ARTIGO>
──────────
Histórias do Fim da Rua - Mário Zambujal

"Muitas partes aconteceram em cinquenta e seis anos gemidos e gozados. É tempo. Tudo tem o seu fim, até esta rua manhosa mas catita."
'Histórias do Fim da Rua', Mário Zambujal

'Histórias do Fim da Rua' é, como o título indica, uma espécie de colectânea de histórias sobre uma rua, sim, mas sobre tanto mais que a vida daquela rua engloba. Entre a inevitabilidade e a esperança, joga-se a vida através de diversos narradores, que vão contando e espelhando, à sua maneira, o que a rua e as pessoas significam para si.

A alternância entre personagens é, para mim, um ponto de destaque no romance de Zambujal, um autêntico contador de histórias, como já o sabemos. Sempre na primeira pessoa, por vezes falando também de outros ausentes, as vozes sucedem-se na narrativa, dando o seu quinhão para este pedacinho de memória de uma rua que está prestes a chegar ao fim, dado que vão deitar abaixo aquele pequeno bairro para construir uma nova estrada. Algo que pode acontecer a qualquer altura.

"Sou um céptico dos astros, das cartas, da palma da mão, e não disponho, para os trovões, de tradutor etrusco. Encontro-me, assim, numa desconfortável incerteza quanto ao acerto ou cabeçada das decisões que vou tomar. Tomei-as já. O jogo da vida é este, palpita-se, arrisca-se, em cada dia as emoções do jogador, esperança e medo, o gosto de apanhar, o prejuízo de uma opção errada."

Paralelamente a tudo isto, Sérgio e Nídia enfrentam o fim da relação e do casamento, que ambos querem, mas que nenhum deles tem coragem de dar o primeiro passo. No entanto, o impasse está prestes a terminar com um "jantar de divórcio", talvez o golpe fatal para o doutor e a esposa. Ou não. Aqui temos também algo inevitável - todos o sabemos, é dado a entender ao longo de todo o livro -, contudo, uma chama de esperança acende-se, tal como na questão do fim da rua, numa analogia muito bem construída. E histórias são apenas histórias, quem diz que são reais?
──────────
CONTEÚDO DOS DADOS>
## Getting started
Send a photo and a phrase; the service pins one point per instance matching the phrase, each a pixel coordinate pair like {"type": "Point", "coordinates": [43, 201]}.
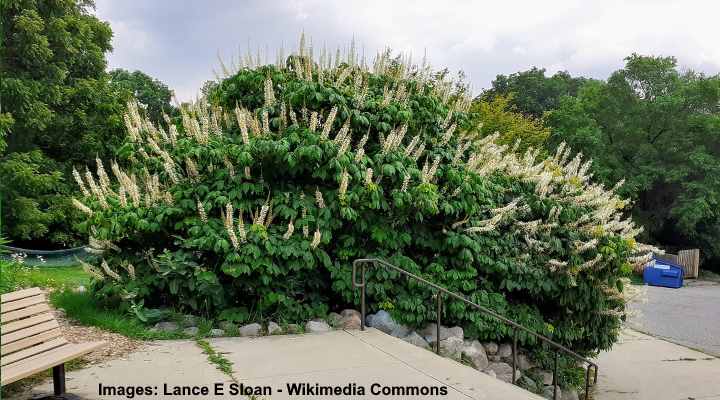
──────────
EXERCÍCIO PROPOSTO 1> Segundo o artigo sobre "Histórias do Fim da Rua", por que razão a rua está prestes a chegar ao fim?
EXERCÍCIO PROPOSTO 2> Traduza para inglês esta frase do artigo sobre "Histórias do Fim da Rua": "Tudo tem o seu fim, até esta rua manhosa mas catita."

RESPOSTA CERTA 1> Porque vão deitar abaixo aquele pequeno bairro para construir uma nova estrada.

RESPOSTA CERTA 2> Everything has its end, even this wily but charming street.